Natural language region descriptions
|---|

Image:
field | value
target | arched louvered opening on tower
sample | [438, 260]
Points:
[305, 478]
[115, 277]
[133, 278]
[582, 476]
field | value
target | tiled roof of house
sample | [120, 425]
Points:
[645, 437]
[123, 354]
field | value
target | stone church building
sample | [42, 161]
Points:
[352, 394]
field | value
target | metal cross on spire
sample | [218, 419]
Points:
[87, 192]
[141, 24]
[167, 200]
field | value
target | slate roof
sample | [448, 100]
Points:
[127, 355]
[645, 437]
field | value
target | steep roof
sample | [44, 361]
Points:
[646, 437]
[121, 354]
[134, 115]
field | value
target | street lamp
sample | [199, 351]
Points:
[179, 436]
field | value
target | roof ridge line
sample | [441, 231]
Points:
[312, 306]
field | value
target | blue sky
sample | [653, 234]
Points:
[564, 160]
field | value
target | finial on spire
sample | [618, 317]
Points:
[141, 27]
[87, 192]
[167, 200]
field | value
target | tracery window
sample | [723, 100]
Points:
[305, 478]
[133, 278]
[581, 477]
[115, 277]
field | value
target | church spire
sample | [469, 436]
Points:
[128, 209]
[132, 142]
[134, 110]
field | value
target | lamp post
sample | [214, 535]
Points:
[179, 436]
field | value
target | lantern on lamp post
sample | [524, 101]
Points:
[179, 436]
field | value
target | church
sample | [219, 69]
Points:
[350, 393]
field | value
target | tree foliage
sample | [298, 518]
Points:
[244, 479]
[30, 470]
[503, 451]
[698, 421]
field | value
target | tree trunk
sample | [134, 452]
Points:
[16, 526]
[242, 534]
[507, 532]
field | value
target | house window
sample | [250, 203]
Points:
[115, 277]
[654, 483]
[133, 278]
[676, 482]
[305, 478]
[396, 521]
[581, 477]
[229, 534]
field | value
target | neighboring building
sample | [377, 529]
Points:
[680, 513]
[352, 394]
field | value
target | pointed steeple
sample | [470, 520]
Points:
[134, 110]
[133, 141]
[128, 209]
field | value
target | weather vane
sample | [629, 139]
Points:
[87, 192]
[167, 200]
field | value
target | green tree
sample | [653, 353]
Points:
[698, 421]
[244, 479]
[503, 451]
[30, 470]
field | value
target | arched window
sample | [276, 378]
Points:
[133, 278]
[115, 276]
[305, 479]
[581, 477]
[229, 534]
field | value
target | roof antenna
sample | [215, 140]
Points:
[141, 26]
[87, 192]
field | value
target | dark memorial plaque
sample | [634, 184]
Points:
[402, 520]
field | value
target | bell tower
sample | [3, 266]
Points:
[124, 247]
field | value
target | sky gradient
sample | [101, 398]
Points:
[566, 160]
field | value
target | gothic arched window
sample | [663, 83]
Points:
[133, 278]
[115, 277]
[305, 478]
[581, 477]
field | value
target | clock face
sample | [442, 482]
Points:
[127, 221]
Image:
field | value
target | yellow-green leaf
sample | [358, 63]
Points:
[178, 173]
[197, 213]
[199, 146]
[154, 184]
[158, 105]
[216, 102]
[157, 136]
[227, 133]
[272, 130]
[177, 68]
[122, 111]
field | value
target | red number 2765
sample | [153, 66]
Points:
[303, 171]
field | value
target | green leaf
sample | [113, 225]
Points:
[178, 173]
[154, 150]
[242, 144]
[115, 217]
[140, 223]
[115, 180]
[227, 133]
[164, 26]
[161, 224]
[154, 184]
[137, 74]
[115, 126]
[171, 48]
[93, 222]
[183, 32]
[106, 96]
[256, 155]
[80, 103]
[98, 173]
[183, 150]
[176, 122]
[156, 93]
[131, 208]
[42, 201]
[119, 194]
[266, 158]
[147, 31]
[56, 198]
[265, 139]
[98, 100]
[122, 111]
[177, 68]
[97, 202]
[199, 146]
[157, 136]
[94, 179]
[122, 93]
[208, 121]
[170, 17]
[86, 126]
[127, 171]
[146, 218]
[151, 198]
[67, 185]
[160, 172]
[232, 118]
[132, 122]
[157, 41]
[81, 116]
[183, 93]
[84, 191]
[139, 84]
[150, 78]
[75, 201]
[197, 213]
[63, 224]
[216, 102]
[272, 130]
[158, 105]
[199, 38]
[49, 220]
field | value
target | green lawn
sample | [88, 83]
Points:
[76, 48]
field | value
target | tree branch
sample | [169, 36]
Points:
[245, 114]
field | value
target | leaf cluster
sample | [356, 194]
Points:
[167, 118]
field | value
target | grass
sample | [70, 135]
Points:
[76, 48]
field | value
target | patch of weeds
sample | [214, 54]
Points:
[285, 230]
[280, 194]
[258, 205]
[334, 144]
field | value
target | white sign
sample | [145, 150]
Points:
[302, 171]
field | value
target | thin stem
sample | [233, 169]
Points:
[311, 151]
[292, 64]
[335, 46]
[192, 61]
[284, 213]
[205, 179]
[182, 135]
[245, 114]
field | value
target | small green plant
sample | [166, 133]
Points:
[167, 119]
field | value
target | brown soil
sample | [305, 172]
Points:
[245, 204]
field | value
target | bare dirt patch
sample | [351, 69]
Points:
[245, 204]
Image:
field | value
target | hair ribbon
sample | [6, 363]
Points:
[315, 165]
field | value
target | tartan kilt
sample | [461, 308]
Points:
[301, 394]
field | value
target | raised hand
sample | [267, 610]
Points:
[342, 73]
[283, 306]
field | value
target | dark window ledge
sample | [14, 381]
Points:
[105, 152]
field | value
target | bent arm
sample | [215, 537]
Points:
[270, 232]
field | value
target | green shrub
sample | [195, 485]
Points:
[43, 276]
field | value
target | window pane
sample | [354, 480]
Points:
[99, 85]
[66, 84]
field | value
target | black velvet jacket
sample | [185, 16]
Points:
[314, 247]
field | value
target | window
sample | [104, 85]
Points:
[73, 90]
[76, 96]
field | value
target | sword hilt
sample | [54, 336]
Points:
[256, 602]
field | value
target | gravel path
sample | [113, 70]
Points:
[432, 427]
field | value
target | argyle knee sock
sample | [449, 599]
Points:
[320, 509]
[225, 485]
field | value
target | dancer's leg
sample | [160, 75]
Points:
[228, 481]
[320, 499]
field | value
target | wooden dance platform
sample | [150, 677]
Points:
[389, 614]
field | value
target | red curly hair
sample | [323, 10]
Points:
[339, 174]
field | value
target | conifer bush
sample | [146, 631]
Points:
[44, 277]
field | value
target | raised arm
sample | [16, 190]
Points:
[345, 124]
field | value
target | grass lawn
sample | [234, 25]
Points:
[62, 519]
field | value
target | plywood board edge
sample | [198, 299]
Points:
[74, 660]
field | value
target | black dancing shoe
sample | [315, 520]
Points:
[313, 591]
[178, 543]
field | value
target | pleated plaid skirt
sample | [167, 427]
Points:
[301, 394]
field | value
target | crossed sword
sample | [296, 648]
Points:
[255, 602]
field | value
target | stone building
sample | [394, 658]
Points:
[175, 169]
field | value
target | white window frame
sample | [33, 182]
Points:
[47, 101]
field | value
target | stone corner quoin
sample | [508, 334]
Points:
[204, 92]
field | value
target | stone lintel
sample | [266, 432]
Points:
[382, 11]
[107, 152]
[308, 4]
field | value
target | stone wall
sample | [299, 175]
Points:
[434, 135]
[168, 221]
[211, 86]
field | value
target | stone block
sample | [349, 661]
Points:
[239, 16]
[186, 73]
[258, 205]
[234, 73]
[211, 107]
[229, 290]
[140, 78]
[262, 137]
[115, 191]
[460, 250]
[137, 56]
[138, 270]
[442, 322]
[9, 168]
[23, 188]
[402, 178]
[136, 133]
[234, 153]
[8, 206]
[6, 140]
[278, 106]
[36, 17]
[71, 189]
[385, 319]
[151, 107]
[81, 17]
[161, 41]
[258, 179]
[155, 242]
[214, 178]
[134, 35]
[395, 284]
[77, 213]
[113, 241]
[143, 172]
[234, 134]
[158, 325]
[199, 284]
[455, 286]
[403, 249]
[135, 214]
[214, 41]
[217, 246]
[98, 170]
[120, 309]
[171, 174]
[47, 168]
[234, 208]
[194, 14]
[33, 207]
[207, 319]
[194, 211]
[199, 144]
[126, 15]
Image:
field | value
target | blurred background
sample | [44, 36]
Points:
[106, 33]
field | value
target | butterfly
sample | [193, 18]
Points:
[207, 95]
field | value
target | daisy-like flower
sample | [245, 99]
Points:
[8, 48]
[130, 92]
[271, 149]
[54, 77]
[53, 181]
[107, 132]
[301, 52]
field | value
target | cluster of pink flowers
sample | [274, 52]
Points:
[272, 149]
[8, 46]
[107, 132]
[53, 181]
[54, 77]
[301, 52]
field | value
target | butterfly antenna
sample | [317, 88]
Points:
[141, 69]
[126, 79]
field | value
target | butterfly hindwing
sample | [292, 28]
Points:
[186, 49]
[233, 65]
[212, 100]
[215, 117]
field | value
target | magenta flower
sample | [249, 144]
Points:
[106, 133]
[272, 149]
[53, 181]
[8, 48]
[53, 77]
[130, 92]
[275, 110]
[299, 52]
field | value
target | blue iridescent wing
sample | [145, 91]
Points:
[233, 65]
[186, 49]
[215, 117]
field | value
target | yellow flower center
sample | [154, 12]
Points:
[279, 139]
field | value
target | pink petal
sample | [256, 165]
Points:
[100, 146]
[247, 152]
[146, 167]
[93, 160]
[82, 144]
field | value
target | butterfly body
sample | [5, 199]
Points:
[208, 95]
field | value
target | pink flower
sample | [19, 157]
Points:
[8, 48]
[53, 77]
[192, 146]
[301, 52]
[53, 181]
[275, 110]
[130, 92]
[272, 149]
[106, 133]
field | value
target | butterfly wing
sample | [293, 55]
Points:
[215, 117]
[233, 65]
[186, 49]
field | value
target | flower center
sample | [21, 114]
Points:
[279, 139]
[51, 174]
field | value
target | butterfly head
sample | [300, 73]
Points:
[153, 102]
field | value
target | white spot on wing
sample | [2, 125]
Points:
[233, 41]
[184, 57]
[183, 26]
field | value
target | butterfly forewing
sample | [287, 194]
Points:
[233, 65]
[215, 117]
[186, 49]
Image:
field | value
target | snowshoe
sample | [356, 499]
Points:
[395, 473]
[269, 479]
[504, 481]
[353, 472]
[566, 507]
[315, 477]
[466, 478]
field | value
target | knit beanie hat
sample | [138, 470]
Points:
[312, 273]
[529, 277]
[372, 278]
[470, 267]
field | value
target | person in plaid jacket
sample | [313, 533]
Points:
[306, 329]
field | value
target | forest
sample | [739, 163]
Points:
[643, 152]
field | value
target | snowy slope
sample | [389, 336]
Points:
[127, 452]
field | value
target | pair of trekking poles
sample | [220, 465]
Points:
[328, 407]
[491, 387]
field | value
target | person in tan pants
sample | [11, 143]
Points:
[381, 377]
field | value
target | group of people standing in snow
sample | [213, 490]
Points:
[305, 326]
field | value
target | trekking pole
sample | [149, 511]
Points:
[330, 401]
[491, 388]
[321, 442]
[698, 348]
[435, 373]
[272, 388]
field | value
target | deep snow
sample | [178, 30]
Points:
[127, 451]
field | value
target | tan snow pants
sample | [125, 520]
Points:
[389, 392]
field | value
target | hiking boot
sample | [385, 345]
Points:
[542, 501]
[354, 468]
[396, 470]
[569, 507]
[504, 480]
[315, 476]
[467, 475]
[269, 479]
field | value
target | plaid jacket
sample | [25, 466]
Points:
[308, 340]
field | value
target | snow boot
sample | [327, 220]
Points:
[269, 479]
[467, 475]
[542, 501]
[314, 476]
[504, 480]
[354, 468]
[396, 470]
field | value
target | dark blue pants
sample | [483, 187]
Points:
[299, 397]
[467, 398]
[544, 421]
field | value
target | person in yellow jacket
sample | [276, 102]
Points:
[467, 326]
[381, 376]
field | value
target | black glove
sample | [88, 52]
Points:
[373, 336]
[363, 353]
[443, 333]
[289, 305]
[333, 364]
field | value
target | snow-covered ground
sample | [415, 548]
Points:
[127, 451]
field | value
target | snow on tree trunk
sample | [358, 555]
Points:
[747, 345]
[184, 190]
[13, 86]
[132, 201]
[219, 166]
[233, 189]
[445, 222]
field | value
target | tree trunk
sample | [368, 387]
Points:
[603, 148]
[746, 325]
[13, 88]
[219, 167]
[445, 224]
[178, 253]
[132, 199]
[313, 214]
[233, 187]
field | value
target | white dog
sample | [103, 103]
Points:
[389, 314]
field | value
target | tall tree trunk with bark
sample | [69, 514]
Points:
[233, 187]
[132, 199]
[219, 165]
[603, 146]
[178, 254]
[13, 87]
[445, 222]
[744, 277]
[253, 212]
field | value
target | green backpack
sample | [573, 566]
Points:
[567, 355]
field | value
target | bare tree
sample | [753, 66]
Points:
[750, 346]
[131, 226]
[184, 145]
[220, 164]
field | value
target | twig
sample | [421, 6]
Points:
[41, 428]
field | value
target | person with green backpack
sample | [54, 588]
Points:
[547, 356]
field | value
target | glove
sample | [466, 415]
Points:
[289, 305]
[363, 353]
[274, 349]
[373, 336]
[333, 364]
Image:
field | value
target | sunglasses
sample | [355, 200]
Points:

|---|

What to produce:
Above are the records; copy exactly the lines from the line with "sample | [16, 190]" through the line with "sample | [349, 661]", both included.

Response:
sample | [16, 190]
Points:
[345, 124]
field | value
target | grass lawn
sample | [234, 25]
Points:
[62, 519]
field | value
target | plywood board edge
sample | [198, 299]
Points:
[74, 660]
field | value
target | black dancing shoe
sample | [315, 520]
Points:
[313, 591]
[178, 543]
field | value
target | pleated plaid skirt
sample | [167, 427]
Points:
[301, 394]
field | value
target | crossed sword
sample | [296, 648]
Points:
[255, 602]
field | value
target | stone building
sample | [394, 658]
Points:
[175, 169]
field | value
target | white window frame
sample | [33, 182]
Points:
[47, 101]
field | value
target | stone corner quoin
sample | [508, 334]
Points:
[204, 92]
field | value
target | stone lintel
sample | [266, 432]
Points:
[382, 11]
[107, 152]
[308, 4]
field | value
target | stone wall
sample | [299, 175]
Points:
[434, 135]
[168, 221]
[211, 86]
field | value
target | stone block
sample | [349, 661]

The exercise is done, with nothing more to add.